WORK ORDER. Starting at the first line of the material below and stopping after the line that includes "For every instance of the blue latex", write the lines out again exactly. Drop any pictures.

START DATA IN THIS EXERCISE

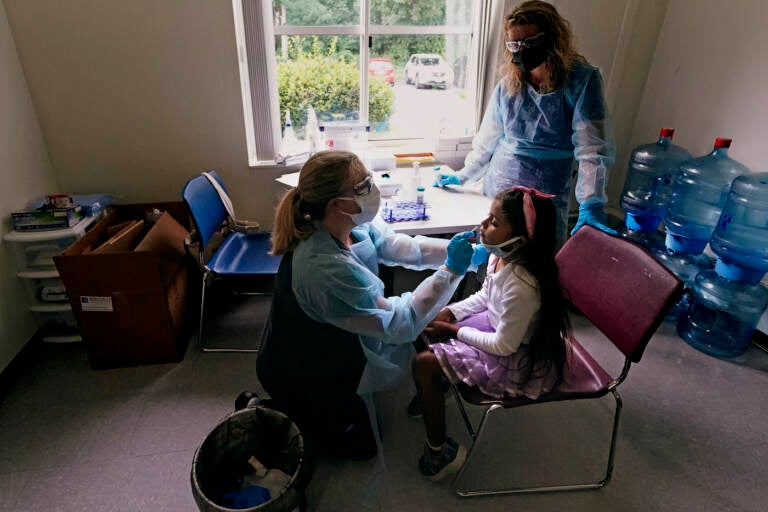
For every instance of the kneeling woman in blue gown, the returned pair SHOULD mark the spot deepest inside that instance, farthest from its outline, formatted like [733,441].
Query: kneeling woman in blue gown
[334,336]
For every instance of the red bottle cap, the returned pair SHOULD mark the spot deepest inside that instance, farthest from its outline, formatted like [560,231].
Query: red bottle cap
[667,132]
[722,143]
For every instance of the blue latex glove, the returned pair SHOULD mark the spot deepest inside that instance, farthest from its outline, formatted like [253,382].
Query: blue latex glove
[459,253]
[479,255]
[591,213]
[444,179]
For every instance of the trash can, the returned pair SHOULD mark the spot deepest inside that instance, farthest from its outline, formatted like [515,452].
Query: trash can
[221,461]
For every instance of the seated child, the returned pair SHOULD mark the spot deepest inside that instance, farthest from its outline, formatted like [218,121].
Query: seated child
[509,338]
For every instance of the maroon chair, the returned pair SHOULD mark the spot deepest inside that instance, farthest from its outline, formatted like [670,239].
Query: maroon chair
[626,294]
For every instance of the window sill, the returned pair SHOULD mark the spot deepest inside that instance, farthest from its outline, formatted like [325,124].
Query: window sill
[380,146]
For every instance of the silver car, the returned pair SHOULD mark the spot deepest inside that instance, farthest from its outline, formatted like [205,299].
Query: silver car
[427,70]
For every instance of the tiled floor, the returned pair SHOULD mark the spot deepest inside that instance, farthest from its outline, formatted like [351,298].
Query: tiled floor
[693,436]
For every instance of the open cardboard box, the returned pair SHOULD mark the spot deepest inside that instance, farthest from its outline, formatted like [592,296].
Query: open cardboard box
[130,297]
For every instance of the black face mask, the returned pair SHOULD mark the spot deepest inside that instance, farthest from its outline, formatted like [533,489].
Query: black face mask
[530,58]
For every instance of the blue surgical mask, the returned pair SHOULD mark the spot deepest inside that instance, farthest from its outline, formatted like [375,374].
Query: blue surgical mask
[368,203]
[506,248]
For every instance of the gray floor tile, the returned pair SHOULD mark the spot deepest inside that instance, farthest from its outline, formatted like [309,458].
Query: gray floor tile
[692,435]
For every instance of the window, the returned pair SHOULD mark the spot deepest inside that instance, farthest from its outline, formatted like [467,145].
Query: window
[403,68]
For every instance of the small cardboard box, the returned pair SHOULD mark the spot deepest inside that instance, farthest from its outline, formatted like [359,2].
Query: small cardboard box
[46,218]
[131,303]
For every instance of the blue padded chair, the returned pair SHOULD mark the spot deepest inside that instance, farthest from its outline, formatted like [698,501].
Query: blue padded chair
[624,292]
[239,256]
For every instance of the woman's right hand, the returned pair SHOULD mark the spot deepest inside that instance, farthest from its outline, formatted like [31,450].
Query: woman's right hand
[438,330]
[459,253]
[446,315]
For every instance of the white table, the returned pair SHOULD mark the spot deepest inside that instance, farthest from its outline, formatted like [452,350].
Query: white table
[451,210]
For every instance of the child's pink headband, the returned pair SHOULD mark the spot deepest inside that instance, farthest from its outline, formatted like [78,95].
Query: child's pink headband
[528,209]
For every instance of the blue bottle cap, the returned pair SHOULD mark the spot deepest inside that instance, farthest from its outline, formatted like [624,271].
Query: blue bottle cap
[637,222]
[738,273]
[679,243]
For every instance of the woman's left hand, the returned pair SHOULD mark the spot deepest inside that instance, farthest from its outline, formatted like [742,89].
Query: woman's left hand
[437,329]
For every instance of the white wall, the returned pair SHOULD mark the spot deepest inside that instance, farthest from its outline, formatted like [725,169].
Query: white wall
[708,79]
[135,97]
[26,174]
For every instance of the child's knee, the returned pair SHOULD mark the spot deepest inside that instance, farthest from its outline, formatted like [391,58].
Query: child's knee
[425,364]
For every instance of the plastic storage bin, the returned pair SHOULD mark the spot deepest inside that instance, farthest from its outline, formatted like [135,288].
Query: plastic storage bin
[698,196]
[44,288]
[740,239]
[652,169]
[34,250]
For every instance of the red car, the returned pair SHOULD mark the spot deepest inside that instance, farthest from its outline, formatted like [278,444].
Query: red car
[382,67]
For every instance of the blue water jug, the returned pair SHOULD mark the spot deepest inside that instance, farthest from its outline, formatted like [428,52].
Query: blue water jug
[740,239]
[685,266]
[698,196]
[722,314]
[651,172]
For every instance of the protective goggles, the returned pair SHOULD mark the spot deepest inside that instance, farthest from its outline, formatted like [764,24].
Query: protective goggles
[364,187]
[528,42]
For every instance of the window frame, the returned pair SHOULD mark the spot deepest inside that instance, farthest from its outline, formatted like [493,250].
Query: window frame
[255,33]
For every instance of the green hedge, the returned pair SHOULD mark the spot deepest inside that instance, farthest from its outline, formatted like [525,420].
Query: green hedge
[331,87]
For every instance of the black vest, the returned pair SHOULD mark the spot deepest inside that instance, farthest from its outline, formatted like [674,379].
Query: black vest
[300,356]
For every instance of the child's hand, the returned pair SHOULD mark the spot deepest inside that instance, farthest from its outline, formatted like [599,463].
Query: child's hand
[438,329]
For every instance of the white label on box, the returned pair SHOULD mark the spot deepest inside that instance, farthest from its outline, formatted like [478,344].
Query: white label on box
[93,303]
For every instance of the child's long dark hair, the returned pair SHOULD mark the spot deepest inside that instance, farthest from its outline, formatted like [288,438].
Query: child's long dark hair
[548,345]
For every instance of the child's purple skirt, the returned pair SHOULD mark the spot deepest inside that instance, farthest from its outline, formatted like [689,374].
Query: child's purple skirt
[496,376]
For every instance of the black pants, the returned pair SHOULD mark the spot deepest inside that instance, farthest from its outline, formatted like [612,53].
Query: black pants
[338,427]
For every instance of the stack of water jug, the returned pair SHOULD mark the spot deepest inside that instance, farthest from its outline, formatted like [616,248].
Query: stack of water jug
[710,199]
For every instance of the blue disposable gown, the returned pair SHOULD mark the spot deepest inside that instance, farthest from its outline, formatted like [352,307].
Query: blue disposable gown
[340,286]
[531,139]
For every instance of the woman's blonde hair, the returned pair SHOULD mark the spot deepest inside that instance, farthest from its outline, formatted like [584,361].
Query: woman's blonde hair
[323,177]
[562,53]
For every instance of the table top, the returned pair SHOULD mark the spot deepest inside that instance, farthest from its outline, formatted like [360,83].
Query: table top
[450,210]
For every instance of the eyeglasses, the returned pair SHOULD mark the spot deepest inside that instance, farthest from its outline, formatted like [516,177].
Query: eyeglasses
[364,187]
[528,42]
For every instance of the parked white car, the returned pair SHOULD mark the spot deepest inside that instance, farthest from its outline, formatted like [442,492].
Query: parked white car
[428,69]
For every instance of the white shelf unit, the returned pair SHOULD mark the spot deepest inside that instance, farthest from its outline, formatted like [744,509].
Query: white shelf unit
[46,296]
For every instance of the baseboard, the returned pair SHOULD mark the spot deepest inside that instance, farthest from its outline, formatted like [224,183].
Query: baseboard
[19,365]
[760,340]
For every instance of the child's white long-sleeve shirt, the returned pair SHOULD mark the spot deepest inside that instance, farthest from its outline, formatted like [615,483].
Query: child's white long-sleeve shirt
[511,297]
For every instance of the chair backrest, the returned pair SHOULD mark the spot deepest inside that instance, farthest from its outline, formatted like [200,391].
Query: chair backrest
[618,286]
[204,203]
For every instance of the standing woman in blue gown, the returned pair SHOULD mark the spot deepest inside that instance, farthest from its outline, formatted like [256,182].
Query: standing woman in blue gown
[547,110]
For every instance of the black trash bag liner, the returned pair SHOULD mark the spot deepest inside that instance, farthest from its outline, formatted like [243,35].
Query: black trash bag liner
[221,461]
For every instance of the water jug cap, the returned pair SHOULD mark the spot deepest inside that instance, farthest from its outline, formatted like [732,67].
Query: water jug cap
[722,143]
[667,132]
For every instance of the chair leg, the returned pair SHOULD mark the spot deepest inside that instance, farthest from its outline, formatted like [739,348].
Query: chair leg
[539,489]
[203,285]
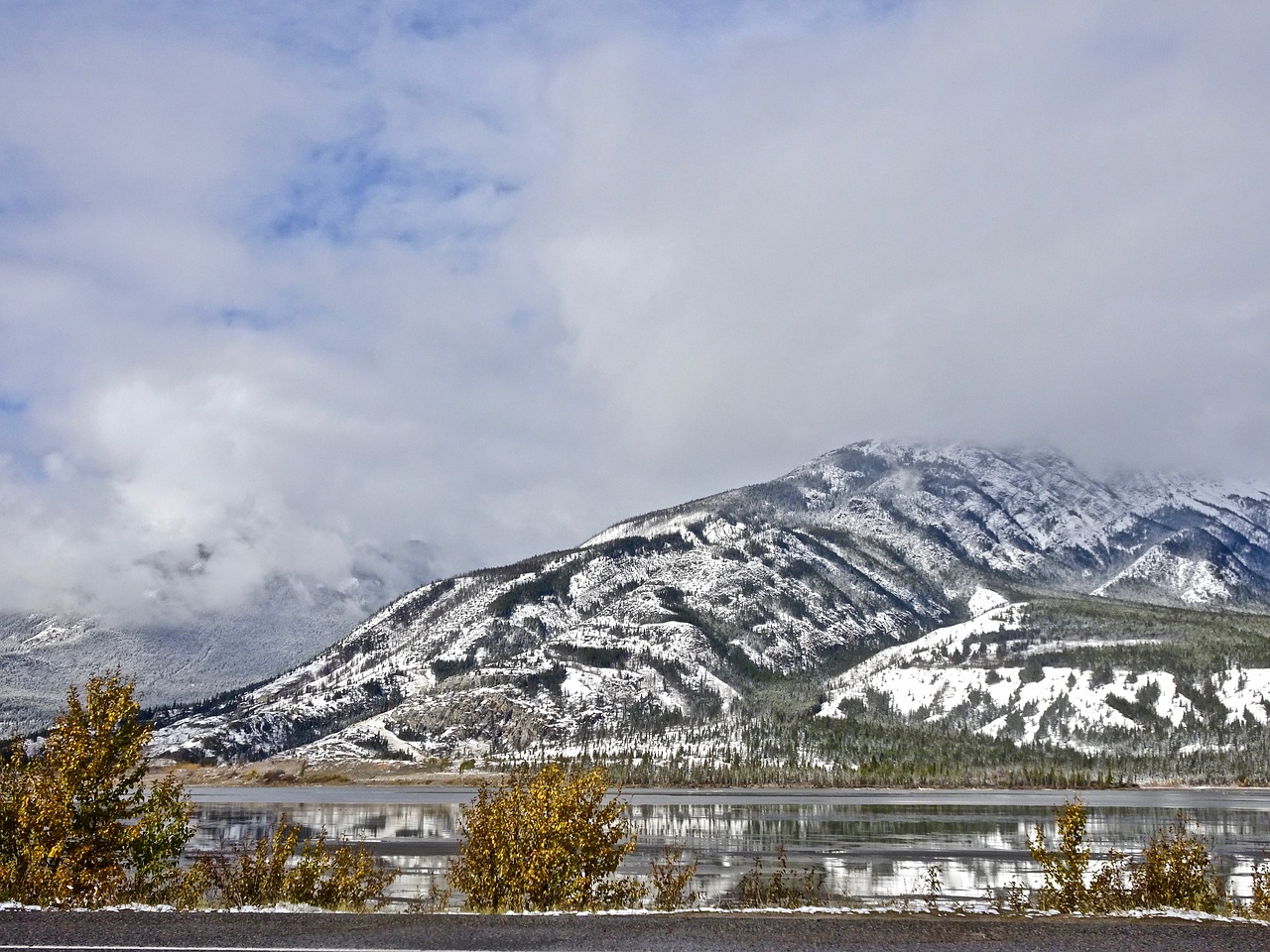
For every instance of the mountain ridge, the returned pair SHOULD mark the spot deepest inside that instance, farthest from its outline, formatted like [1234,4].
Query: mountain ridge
[680,616]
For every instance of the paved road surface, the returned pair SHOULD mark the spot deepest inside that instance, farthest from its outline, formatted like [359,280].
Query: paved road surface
[613,933]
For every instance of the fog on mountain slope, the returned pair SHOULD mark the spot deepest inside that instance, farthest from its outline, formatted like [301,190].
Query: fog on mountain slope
[661,633]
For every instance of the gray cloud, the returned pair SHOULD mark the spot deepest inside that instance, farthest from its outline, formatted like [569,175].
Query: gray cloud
[296,287]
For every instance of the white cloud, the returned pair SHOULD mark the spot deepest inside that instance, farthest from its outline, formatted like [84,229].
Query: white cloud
[291,284]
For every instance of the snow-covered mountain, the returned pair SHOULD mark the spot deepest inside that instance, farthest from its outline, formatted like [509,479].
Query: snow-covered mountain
[680,616]
[197,654]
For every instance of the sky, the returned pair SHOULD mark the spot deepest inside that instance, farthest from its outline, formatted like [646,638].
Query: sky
[289,285]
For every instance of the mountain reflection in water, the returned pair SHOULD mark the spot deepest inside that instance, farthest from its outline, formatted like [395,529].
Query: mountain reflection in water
[873,846]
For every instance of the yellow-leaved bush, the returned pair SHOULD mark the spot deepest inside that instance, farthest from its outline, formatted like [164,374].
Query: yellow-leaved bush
[553,841]
[79,825]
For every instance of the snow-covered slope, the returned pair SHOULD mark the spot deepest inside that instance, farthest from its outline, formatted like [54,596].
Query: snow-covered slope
[198,656]
[676,616]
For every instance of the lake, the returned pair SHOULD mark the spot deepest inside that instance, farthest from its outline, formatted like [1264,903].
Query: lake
[874,846]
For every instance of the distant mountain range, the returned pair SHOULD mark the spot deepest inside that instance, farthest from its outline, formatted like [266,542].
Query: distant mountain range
[1000,598]
[198,656]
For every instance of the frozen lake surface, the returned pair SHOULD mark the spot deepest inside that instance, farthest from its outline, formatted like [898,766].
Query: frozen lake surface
[874,846]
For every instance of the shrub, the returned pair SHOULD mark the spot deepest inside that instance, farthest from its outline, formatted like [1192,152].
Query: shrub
[271,873]
[1065,867]
[780,889]
[545,842]
[1260,905]
[1175,871]
[1178,873]
[77,824]
[671,878]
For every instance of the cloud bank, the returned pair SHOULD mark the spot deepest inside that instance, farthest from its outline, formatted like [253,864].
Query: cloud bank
[284,287]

END DATA IN THIS EXERCISE

EXERCISE RESULT.
For every instance of the kneeling woman in blue gown, the returned pair SHOULD mark the spot deepest inside that instance, farthest from its outline, formatted like [733,441].
Query: kneeling woman in blue gown
[334,336]
For every instance of the red bottle cap, the returned pair SHOULD mark the spot deepest inside that instance, farthest from its outline, formatted like [560,231].
Query: red bottle cap
[667,132]
[722,143]
For every instance of the blue latex glove, the returned pair SHOULD mark the spot deepest inside that instance, farthest from its outline, formatted like [253,382].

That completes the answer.